Lipid raft-associated
clathrin is essential for host-pathogen interactions during
infection. Brucella abortus is an intracellular pathogen that circumvents host defenses, but little is known about the precise
infection mechanisms that involve interaction with
lipid raft-associated mediators. The aim of this study was to elucidate the
clathrin-mediated phagocytic mechanisms of B. abortus. The
clathrin dependence of B. abortus
infection in HeLa cells was investigated using an
infection assay and immunofluorescence microscopy. The redistribution of
clathrin in the membrane and in phagosomes was investigated using
sucrose gradient fractionation of
lipid rafts and the isolation of B. abortus-containing vacuoles, respectively.
Clathrin and
dynamin were concentrated into
lipid rafts during B. abortus
infection, and the entry and intracellular survival of B. abortus within HeLa cells were abrogated by
clathrin inhibition.

**LIST OF TASKS:**
1/ List every experimental technique that the abstract on clathrin and Brucella abortus infection says was used.
2/ Resume the abstract on clathrin and Brucella abortus infection, starting right after its last sentence.
The entries after this abstract come from a separate source.

**RECORDS SUPPLIED:**
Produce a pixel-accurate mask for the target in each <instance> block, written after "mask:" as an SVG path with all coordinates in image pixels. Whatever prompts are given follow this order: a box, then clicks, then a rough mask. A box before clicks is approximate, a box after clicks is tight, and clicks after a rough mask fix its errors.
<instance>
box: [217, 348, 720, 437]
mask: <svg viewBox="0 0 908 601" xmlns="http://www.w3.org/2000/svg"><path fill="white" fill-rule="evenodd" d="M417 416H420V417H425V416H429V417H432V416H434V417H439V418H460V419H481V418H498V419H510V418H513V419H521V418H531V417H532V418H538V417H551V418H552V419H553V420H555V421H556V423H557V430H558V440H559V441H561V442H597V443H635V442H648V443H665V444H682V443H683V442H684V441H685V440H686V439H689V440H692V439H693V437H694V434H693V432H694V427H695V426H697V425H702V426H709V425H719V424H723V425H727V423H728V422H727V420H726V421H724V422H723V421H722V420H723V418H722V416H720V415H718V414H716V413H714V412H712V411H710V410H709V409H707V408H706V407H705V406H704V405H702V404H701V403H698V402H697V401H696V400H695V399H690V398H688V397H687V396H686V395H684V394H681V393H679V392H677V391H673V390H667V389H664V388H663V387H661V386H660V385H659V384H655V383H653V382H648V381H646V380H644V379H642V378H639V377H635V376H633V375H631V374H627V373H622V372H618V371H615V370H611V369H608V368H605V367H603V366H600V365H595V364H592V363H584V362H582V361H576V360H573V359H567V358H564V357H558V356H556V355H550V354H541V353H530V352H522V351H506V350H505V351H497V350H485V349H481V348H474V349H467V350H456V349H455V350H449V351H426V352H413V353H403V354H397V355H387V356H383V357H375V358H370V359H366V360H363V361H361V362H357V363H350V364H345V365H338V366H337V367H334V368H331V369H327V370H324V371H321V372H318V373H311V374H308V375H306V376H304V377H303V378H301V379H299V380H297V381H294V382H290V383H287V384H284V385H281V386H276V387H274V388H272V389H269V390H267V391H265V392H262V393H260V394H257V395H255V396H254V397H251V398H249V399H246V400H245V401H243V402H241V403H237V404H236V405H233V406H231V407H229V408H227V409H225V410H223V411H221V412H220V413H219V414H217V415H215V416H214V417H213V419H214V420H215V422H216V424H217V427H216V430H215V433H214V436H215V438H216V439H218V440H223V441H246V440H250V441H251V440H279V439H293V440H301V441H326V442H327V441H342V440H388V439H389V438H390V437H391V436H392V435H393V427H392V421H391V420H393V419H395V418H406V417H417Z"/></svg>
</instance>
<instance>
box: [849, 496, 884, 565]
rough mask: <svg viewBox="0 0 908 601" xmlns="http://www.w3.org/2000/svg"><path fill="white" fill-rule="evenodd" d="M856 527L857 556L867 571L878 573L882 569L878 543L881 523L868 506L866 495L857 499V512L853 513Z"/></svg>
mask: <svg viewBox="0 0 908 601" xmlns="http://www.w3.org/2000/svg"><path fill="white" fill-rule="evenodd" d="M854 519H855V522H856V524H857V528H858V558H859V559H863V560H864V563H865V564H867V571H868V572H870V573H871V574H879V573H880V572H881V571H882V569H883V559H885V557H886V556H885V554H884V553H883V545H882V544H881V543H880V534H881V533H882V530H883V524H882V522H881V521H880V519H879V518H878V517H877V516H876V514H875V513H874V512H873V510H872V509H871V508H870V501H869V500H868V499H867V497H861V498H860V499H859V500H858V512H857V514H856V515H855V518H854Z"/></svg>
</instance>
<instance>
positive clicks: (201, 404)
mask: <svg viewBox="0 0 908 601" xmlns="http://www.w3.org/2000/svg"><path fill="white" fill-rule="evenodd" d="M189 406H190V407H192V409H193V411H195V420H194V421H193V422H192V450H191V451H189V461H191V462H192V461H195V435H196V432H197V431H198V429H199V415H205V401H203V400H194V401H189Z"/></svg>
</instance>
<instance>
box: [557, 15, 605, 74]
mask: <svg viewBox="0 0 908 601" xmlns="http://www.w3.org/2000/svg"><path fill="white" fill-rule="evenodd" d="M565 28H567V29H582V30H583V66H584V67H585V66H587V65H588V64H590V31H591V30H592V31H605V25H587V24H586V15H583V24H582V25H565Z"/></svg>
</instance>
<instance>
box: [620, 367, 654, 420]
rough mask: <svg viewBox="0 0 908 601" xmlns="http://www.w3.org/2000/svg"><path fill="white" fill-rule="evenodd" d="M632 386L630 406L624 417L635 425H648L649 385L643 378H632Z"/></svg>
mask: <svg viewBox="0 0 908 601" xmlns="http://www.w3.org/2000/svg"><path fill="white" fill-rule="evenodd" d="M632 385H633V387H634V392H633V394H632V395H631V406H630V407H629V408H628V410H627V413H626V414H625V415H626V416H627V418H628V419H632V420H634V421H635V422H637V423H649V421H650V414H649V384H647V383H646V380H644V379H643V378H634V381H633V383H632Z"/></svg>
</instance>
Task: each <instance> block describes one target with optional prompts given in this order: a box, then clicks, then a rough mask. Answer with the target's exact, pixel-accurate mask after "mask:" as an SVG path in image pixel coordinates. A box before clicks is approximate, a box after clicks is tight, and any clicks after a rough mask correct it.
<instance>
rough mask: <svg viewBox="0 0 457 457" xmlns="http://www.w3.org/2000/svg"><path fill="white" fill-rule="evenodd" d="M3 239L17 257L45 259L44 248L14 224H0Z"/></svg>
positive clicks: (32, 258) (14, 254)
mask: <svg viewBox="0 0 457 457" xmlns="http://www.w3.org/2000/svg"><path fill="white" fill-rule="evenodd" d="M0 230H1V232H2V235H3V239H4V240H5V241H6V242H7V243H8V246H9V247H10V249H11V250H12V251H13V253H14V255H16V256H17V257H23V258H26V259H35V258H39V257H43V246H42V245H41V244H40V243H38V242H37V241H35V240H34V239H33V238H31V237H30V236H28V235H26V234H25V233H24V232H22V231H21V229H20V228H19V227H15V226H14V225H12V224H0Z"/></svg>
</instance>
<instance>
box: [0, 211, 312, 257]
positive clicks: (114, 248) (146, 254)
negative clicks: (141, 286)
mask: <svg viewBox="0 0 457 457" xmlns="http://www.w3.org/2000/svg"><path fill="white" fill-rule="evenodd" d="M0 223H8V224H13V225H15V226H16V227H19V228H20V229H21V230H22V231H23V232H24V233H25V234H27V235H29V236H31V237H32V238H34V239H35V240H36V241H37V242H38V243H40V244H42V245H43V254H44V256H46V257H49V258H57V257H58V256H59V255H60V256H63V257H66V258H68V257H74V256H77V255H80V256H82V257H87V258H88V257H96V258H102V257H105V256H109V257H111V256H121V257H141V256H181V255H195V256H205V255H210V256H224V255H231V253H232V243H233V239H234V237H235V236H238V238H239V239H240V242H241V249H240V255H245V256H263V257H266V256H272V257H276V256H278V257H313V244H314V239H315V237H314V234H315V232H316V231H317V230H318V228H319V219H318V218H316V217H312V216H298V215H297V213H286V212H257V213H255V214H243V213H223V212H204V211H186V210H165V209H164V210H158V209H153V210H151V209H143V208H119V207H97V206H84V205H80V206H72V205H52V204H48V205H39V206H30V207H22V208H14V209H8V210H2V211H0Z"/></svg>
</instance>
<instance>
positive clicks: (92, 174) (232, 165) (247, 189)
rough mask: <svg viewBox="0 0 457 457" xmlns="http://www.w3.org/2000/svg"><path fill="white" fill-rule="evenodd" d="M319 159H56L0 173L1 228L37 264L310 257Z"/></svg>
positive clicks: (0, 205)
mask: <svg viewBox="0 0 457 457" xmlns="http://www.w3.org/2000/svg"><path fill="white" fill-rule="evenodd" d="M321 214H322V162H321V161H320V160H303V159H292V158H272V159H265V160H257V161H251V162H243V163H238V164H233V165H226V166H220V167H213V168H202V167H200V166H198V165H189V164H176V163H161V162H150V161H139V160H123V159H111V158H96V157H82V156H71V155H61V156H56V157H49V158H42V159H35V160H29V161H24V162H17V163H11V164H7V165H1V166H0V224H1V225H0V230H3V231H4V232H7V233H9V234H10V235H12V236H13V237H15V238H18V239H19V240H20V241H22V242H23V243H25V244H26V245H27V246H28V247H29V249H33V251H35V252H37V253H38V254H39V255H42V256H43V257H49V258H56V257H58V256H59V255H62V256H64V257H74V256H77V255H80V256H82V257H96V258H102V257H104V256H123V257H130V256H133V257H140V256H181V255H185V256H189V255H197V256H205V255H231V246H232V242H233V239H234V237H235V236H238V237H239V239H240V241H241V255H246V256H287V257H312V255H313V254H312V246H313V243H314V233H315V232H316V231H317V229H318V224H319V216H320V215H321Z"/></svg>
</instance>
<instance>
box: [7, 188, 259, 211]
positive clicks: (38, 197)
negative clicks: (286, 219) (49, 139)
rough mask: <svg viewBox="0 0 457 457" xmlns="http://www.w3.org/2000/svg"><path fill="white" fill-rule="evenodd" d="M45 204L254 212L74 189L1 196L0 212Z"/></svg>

**RESULTS FOR EACH TASK:**
1/
- Infection assay
- Immunofluorescence microscopy
- Sucrose gradient fractionation of lipid rafts
- Isolation of B. abortus-containing vacuoles

2/
Clathrin disruption decreased actin polymerization and the colocalization of B. abortus-containing vacuoles with
clathrin and Rab5 but not
lysosome-associated membrane protein 1 (LAMP-1). Thus, our data demonstrate that
clathrin plays a fundamental role in the entry and intracellular survival of B. abortus via interaction with
lipid rafts and actin rearrangement. This process facilitates the early intracellular trafficking of B. abortus to safe replicative vacuoles.